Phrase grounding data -
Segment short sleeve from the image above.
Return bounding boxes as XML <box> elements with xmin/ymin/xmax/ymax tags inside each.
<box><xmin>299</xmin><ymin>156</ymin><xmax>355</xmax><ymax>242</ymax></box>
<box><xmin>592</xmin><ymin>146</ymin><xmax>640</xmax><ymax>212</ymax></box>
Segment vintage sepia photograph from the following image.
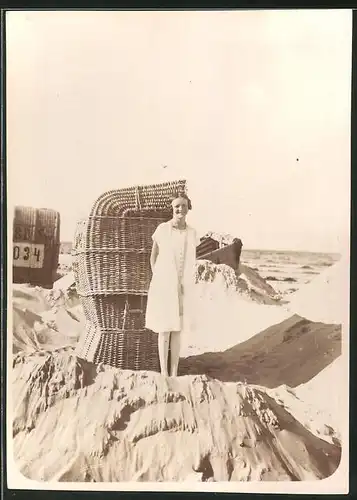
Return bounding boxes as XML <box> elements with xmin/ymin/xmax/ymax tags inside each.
<box><xmin>6</xmin><ymin>9</ymin><xmax>351</xmax><ymax>493</ymax></box>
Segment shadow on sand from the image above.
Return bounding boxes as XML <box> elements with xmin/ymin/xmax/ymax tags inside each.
<box><xmin>179</xmin><ymin>314</ymin><xmax>341</xmax><ymax>388</ymax></box>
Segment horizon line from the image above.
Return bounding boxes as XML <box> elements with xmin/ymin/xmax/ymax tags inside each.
<box><xmin>59</xmin><ymin>240</ymin><xmax>342</xmax><ymax>256</ymax></box>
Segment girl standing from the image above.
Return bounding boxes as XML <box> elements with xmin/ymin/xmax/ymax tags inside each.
<box><xmin>145</xmin><ymin>193</ymin><xmax>198</xmax><ymax>376</ymax></box>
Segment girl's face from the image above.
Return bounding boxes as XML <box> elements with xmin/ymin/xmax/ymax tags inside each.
<box><xmin>171</xmin><ymin>197</ymin><xmax>189</xmax><ymax>221</ymax></box>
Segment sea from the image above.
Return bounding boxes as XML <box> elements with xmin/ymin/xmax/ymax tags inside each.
<box><xmin>240</xmin><ymin>249</ymin><xmax>341</xmax><ymax>296</ymax></box>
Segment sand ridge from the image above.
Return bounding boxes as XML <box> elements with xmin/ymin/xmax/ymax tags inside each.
<box><xmin>13</xmin><ymin>350</ymin><xmax>340</xmax><ymax>482</ymax></box>
<box><xmin>10</xmin><ymin>257</ymin><xmax>345</xmax><ymax>482</ymax></box>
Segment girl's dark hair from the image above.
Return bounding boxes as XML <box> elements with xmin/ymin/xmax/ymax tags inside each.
<box><xmin>170</xmin><ymin>191</ymin><xmax>192</xmax><ymax>210</ymax></box>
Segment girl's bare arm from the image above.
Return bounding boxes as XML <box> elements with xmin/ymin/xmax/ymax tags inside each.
<box><xmin>150</xmin><ymin>241</ymin><xmax>159</xmax><ymax>271</ymax></box>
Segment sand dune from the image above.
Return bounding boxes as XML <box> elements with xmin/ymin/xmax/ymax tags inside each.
<box><xmin>266</xmin><ymin>356</ymin><xmax>343</xmax><ymax>447</ymax></box>
<box><xmin>196</xmin><ymin>259</ymin><xmax>280</xmax><ymax>304</ymax></box>
<box><xmin>237</xmin><ymin>263</ymin><xmax>281</xmax><ymax>304</ymax></box>
<box><xmin>12</xmin><ymin>283</ymin><xmax>82</xmax><ymax>354</ymax></box>
<box><xmin>10</xmin><ymin>258</ymin><xmax>345</xmax><ymax>482</ymax></box>
<box><xmin>180</xmin><ymin>314</ymin><xmax>341</xmax><ymax>388</ymax></box>
<box><xmin>187</xmin><ymin>260</ymin><xmax>290</xmax><ymax>356</ymax></box>
<box><xmin>13</xmin><ymin>307</ymin><xmax>79</xmax><ymax>354</ymax></box>
<box><xmin>287</xmin><ymin>256</ymin><xmax>348</xmax><ymax>324</ymax></box>
<box><xmin>13</xmin><ymin>285</ymin><xmax>53</xmax><ymax>314</ymax></box>
<box><xmin>13</xmin><ymin>350</ymin><xmax>340</xmax><ymax>482</ymax></box>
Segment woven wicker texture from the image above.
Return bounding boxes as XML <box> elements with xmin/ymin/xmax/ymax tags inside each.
<box><xmin>13</xmin><ymin>206</ymin><xmax>61</xmax><ymax>289</ymax></box>
<box><xmin>73</xmin><ymin>179</ymin><xmax>187</xmax><ymax>296</ymax></box>
<box><xmin>73</xmin><ymin>179</ymin><xmax>187</xmax><ymax>371</ymax></box>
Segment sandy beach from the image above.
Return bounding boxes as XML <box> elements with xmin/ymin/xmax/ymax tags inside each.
<box><xmin>10</xmin><ymin>249</ymin><xmax>347</xmax><ymax>483</ymax></box>
<box><xmin>5</xmin><ymin>8</ymin><xmax>351</xmax><ymax>493</ymax></box>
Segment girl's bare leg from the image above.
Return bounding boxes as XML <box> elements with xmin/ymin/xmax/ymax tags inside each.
<box><xmin>158</xmin><ymin>332</ymin><xmax>171</xmax><ymax>376</ymax></box>
<box><xmin>169</xmin><ymin>331</ymin><xmax>181</xmax><ymax>377</ymax></box>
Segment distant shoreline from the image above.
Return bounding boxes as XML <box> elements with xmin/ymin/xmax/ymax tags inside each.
<box><xmin>59</xmin><ymin>240</ymin><xmax>341</xmax><ymax>258</ymax></box>
<box><xmin>241</xmin><ymin>249</ymin><xmax>341</xmax><ymax>257</ymax></box>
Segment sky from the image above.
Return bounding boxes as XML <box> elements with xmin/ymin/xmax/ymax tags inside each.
<box><xmin>6</xmin><ymin>10</ymin><xmax>352</xmax><ymax>253</ymax></box>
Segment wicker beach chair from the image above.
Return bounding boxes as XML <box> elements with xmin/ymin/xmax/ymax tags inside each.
<box><xmin>13</xmin><ymin>206</ymin><xmax>61</xmax><ymax>289</ymax></box>
<box><xmin>73</xmin><ymin>179</ymin><xmax>187</xmax><ymax>371</ymax></box>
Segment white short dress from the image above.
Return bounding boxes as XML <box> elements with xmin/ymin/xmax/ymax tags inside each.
<box><xmin>145</xmin><ymin>221</ymin><xmax>198</xmax><ymax>334</ymax></box>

PROBLEM TO SOLVE - Each entry must be set down word for word; no image may be carried over.

EXERCISE ANSWER -
Segment short sleeve from the image above.
Return bounding boxes as XML <box> elements with xmin/ymin/xmax/ymax tags inside each.
<box><xmin>299</xmin><ymin>156</ymin><xmax>355</xmax><ymax>242</ymax></box>
<box><xmin>592</xmin><ymin>146</ymin><xmax>640</xmax><ymax>212</ymax></box>
Segment vintage sepia photograph from the following image.
Return bounding boxes as XML <box> elements with xmin/ymin/xmax/ymax tags inside each.
<box><xmin>6</xmin><ymin>9</ymin><xmax>351</xmax><ymax>493</ymax></box>
Segment shadow on sand from the image above.
Return bounding boxes as XML <box> elements with xmin/ymin/xmax/ymax tags inside each.
<box><xmin>179</xmin><ymin>314</ymin><xmax>341</xmax><ymax>388</ymax></box>
Segment horizon line from the image above.
Return bounding boxes as XML <box> elements with xmin/ymin/xmax/ymax tags inside each.
<box><xmin>59</xmin><ymin>240</ymin><xmax>342</xmax><ymax>256</ymax></box>
Segment girl standing from the image above.
Return bounding boxes as XML <box> elements with xmin/ymin/xmax/ymax tags inside each.
<box><xmin>145</xmin><ymin>193</ymin><xmax>198</xmax><ymax>376</ymax></box>
Segment girl's face from the image above.
Return bounding boxes as XML <box> elements with xmin/ymin/xmax/ymax tags inside each.
<box><xmin>171</xmin><ymin>197</ymin><xmax>189</xmax><ymax>221</ymax></box>
Segment sea from the image above.
Return bounding boxes as XML <box> elements with xmin/ymin/xmax/ymax tags inside each.
<box><xmin>240</xmin><ymin>249</ymin><xmax>341</xmax><ymax>296</ymax></box>
Segment sand ridge from the image above.
Return bounding boxes as XML <box> elements with xmin/ymin/xmax/ymax tags inside each.
<box><xmin>13</xmin><ymin>350</ymin><xmax>340</xmax><ymax>482</ymax></box>
<box><xmin>10</xmin><ymin>257</ymin><xmax>345</xmax><ymax>482</ymax></box>
Segment girl's dark hair from the image above.
Return bounding boxes as XML <box> elements with xmin/ymin/xmax/ymax tags inside each.
<box><xmin>170</xmin><ymin>191</ymin><xmax>192</xmax><ymax>210</ymax></box>
Segment girl's bare arm from the image above.
Return bounding boxes as XML <box> elements with xmin/ymin/xmax/ymax tags inside each.
<box><xmin>150</xmin><ymin>241</ymin><xmax>159</xmax><ymax>271</ymax></box>
Segment sand dune from the image above.
Return bounding boxes as XML <box> elements with xmin/ymin/xmax/ymax tags inside each.
<box><xmin>266</xmin><ymin>356</ymin><xmax>343</xmax><ymax>447</ymax></box>
<box><xmin>196</xmin><ymin>259</ymin><xmax>280</xmax><ymax>304</ymax></box>
<box><xmin>237</xmin><ymin>263</ymin><xmax>281</xmax><ymax>304</ymax></box>
<box><xmin>12</xmin><ymin>283</ymin><xmax>82</xmax><ymax>354</ymax></box>
<box><xmin>10</xmin><ymin>258</ymin><xmax>345</xmax><ymax>482</ymax></box>
<box><xmin>180</xmin><ymin>314</ymin><xmax>341</xmax><ymax>388</ymax></box>
<box><xmin>187</xmin><ymin>260</ymin><xmax>290</xmax><ymax>356</ymax></box>
<box><xmin>13</xmin><ymin>307</ymin><xmax>79</xmax><ymax>354</ymax></box>
<box><xmin>287</xmin><ymin>256</ymin><xmax>348</xmax><ymax>324</ymax></box>
<box><xmin>13</xmin><ymin>285</ymin><xmax>53</xmax><ymax>314</ymax></box>
<box><xmin>13</xmin><ymin>350</ymin><xmax>340</xmax><ymax>482</ymax></box>
Segment woven wicker texture from the image above.
Return bounding boxes as XML <box> elements with xmin/ymin/xmax/ymax tags inside each.
<box><xmin>13</xmin><ymin>206</ymin><xmax>61</xmax><ymax>289</ymax></box>
<box><xmin>73</xmin><ymin>179</ymin><xmax>187</xmax><ymax>296</ymax></box>
<box><xmin>73</xmin><ymin>179</ymin><xmax>187</xmax><ymax>371</ymax></box>
Segment sandy beach from the image above.
Return bounding boxes as XML <box> elements with xmin/ymin/xmax/ymax tags inside each.
<box><xmin>10</xmin><ymin>249</ymin><xmax>347</xmax><ymax>483</ymax></box>
<box><xmin>5</xmin><ymin>8</ymin><xmax>351</xmax><ymax>493</ymax></box>
Segment girl's bare leg from the image above.
Return bounding boxes as XML <box> elements with xmin/ymin/xmax/ymax tags inside each.
<box><xmin>158</xmin><ymin>332</ymin><xmax>171</xmax><ymax>376</ymax></box>
<box><xmin>169</xmin><ymin>331</ymin><xmax>181</xmax><ymax>377</ymax></box>
Segment distant shoreline from the image above.
Return bounding boxes as XML <box> elements with xmin/ymin/xmax/ymax tags inside each.
<box><xmin>59</xmin><ymin>240</ymin><xmax>341</xmax><ymax>258</ymax></box>
<box><xmin>241</xmin><ymin>249</ymin><xmax>341</xmax><ymax>257</ymax></box>
Segment sky from the image above.
Return bounding boxes as XML <box> elements with xmin/ymin/xmax/ymax tags inside each.
<box><xmin>6</xmin><ymin>10</ymin><xmax>352</xmax><ymax>253</ymax></box>
Segment wicker beach chair from the image above.
Return bounding boxes as XML <box> elements with xmin/ymin/xmax/ymax tags inside each.
<box><xmin>13</xmin><ymin>206</ymin><xmax>61</xmax><ymax>289</ymax></box>
<box><xmin>73</xmin><ymin>179</ymin><xmax>187</xmax><ymax>371</ymax></box>
Segment white short dress from the image above.
Return bounding boxes as XML <box> elements with xmin/ymin/xmax/ymax tags inside each.
<box><xmin>145</xmin><ymin>221</ymin><xmax>198</xmax><ymax>334</ymax></box>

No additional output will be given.